**Problem description**
Your job is to write out each record exactly, leaving none out.

**Stored data entries**
....................
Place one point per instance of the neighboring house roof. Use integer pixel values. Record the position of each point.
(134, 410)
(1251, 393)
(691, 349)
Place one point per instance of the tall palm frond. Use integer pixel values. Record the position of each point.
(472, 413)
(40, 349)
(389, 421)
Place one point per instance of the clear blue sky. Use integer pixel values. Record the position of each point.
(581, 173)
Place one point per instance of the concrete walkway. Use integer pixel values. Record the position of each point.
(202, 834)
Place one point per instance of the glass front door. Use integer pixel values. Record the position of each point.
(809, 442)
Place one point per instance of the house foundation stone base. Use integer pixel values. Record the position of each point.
....................
**Answer space**
Place one point per instance of the neighboring house roof. Use integer pixel values. Record the position of each point.
(134, 410)
(1251, 393)
(691, 349)
Place one point per instance of the tall palm frond. Use integer pixel values. Record the position of each point.
(472, 413)
(40, 349)
(389, 421)
Place one point per instance of the clear blue sky. Use integer pixel values. Record the position of each point.
(581, 173)
Place one point per instance of the concrete walkway. Use integer pixel values. Record the position of each point.
(202, 834)
Place one point per instance of the glass front door. Use integer pixel values. Record the position of each point.
(809, 442)
Place one point per instance of the house foundation stone base. Use integer pixel values. Record the position of each point.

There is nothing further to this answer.